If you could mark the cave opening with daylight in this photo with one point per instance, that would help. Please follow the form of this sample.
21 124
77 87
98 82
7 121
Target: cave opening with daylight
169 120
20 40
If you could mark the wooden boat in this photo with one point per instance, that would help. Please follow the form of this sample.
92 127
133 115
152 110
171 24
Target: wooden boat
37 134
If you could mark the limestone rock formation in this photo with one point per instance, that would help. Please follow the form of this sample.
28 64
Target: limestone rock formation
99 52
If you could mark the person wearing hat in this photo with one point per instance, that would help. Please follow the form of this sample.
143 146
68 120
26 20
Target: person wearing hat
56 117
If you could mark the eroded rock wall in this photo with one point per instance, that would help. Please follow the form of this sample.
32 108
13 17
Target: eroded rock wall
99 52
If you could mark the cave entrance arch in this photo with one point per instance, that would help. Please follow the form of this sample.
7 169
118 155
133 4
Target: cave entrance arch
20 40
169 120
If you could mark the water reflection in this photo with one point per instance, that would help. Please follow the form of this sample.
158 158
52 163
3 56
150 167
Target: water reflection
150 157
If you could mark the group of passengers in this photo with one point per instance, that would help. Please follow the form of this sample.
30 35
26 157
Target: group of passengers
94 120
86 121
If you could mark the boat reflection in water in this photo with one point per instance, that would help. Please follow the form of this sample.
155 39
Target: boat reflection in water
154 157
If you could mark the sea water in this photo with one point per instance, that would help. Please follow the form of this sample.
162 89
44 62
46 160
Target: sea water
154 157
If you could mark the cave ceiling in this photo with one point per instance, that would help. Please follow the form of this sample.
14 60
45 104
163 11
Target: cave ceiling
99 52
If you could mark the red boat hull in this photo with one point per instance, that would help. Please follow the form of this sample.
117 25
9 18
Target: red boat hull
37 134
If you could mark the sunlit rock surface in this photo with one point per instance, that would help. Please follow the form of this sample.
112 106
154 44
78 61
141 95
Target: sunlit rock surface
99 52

### What this task involves
Number every line of the records above, one line per list item, and leave out any blank lines.

### The result
1. If you could mark the cave opening with daylight in this photo with one point per instance, that would help. Please follow the form of this sample.
2. 21 124
3. 77 87
4. 98 82
5. 7 121
6. Target: cave opening with daylight
7. 169 120
8. 20 40
9. If you could mark the wooden boat in this photo with one point per instance, that would help. Please follow the form of this sample.
10. 92 127
11. 133 115
12. 152 110
13. 171 24
14. Target: wooden boat
15. 37 134
16. If you could mark the limestone rock formation in this photo with one point per instance, that would help. Please follow the form of this sample.
17. 28 64
18. Target: limestone rock formation
19. 99 52
20. If you could mark the person wearing hat in this photo with one point per instance, that would help. Please follow the form of this sample.
21. 143 146
22. 68 120
23. 26 20
24. Target: person wearing hat
25. 56 117
26. If you could mark the eroded rock wall in this photo with one point per instance, that would help. Please follow the form of this sample.
27. 32 108
28. 13 17
29. Target: eroded rock wall
30. 99 52
31. If you could mark the cave entrance arch in this photo with one point per instance, that would help. Please follow the form of this sample.
32. 7 169
33. 118 155
34. 133 4
35. Target: cave entrance arch
36. 20 40
37. 169 120
38. If you could mark the water reflection in this photo with one point per instance, that would help. Please follow the form of this sample.
39. 158 158
40. 52 163
41. 3 56
42. 150 167
43. Target: water reflection
44. 150 157
45. If you could mark the group of passengers in this photo with one point per instance, that would help. Please follow the form of this sample.
46. 30 35
47. 26 157
48. Target: group of passengers
49. 94 120
50. 86 121
51. If you could mark the boat reflection in water in this photo with one point per instance, that would help. Please follow the form of this sample.
52. 155 39
53. Target: boat reflection in water
54. 154 157
55. If you could mark the sea water in this photo with one point per instance, that would help. Please follow the form of this sample.
56. 162 89
57. 44 62
58. 46 160
59. Target: sea water
60. 154 157
61. If you could mark the cave ceiling in this photo with one point per instance, that would help. Please follow the form of this sample.
62. 14 60
63. 45 104
64. 163 11
65. Target: cave ceiling
66. 99 52
67. If you could mark the red boat hull in this photo with one point per instance, that would help. Please follow the form of this sample.
68. 117 25
69. 9 18
70. Target: red boat hull
71. 37 134
72. If you could mark the sunlit rock surface in this photo with one point per instance, that would help. Please follow the form of this sample.
73. 112 106
74. 154 44
75. 78 61
76. 141 95
77. Target: sunlit rock surface
78. 99 52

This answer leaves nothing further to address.